Return the passage from "American wildlife trainer" to "in December 2021." in the Doc Antle excerpt below, copied word for word.

EXCERPT =
+---+
American wildlife trainer

Bhagavan Mahamayavi "Doc" Antle (born Kevin Antle; March 25, 1960), is an American animal trainer and roadside zoo operator. He was convicted of wildlife trafficking and conspiracy to commit money laundering.

Antle began raising dogs in his youth, and started operating a private zoo in 1983. Antle has worked as an animal trainer for films including Ace Ventura and Dr. Dolittle in addition to appearing as a guest on several television shows. In 2020, he was featured in the first season of Netflix true crime documentary series Tiger King. Antle was the subject of a follow-up documentary Tiger King: The Doc Antle Story released in December 2021.

Antle has faced accusations of animal cruelty throughout his career. In 2020, Antle was charged with felony wildlife trafficking after an investigation by the Attorney General of Virginia. After his conviction in 2023, he was fined $10,000 and banned from owning wildlife in Virginia for five years. In 2022, Antle was arrested and charged by the FBI for wildlife trafficking and money laundering. In July 2025, Antle was sentenced to 12 months and one day in federal prison, a fine of $55,000, and three years of supervised release.
+---+
SUPPLIED DATA =
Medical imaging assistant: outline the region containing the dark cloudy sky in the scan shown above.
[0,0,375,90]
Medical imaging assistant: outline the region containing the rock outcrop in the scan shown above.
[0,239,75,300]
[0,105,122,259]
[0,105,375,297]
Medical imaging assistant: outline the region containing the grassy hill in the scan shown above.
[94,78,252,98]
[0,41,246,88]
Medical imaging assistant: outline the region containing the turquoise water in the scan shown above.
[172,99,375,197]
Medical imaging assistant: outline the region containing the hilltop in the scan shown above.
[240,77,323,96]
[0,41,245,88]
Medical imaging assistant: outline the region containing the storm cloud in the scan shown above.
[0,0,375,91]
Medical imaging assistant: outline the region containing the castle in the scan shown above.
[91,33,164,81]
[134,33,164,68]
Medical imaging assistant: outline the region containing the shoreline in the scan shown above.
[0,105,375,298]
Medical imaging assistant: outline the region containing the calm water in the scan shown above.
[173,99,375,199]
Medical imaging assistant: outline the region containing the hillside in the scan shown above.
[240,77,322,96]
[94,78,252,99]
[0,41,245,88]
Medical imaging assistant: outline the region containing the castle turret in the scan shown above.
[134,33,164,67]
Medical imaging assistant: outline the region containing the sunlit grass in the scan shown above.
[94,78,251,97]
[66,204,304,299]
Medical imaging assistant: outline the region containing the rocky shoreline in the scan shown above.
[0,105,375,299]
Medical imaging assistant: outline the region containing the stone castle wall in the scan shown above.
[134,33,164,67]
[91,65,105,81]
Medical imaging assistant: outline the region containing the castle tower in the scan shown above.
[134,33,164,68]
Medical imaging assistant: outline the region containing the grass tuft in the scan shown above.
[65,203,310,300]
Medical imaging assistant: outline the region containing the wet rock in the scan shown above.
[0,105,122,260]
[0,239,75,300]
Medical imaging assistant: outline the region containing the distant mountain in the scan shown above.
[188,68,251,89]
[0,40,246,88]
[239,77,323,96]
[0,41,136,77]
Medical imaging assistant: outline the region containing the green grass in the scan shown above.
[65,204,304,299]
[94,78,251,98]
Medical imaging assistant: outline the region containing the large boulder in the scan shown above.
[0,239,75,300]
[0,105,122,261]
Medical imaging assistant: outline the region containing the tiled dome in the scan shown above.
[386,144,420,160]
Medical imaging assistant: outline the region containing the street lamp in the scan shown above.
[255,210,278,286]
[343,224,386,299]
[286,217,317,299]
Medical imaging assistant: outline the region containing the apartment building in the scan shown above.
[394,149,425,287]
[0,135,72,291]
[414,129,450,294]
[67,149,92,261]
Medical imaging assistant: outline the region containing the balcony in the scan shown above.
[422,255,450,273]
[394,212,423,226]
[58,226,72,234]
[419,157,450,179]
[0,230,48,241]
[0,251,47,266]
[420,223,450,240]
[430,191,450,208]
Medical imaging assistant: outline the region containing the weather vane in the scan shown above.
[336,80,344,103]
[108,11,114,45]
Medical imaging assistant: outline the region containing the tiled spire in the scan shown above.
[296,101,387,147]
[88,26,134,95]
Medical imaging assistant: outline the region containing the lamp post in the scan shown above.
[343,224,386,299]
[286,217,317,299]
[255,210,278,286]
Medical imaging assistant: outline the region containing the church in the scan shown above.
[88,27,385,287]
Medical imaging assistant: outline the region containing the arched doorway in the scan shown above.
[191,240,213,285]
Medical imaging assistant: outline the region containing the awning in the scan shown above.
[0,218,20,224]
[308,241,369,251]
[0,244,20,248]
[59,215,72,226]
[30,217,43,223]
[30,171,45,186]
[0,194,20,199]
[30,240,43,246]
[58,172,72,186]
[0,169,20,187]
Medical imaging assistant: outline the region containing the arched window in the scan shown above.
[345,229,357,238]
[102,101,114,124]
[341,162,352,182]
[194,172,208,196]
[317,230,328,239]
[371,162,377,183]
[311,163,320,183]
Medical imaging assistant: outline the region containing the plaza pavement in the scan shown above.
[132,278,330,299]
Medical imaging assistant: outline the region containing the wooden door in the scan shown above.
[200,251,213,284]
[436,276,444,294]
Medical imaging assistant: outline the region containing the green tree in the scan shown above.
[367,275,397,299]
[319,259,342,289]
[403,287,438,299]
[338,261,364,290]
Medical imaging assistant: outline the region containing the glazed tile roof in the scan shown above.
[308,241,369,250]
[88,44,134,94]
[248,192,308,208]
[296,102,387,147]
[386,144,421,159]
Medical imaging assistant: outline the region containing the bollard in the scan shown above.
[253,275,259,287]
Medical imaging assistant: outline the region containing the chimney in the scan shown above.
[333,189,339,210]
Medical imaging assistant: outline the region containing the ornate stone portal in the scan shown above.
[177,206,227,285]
+---+
WRITTEN RESPONSE =
American wildlife trainer

Bhagavan Mahamayavi "Doc" Antle (born Kevin Antle; March 25, 1960), is an American animal trainer and roadside zoo operator. He was convicted of wildlife trafficking and conspiracy to commit money laundering.

Antle began raising dogs in his youth, and started operating a private zoo in 1983. Antle has worked as an animal trainer for films including Ace Ventura and Dr. Dolittle in addition to appearing as a guest on several television shows. In 2020, he was featured in the first season of Netflix true crime documentary series Tiger King. Antle was the subject of a follow-up documentary Tiger King: The Doc Antle Story released in December 2021.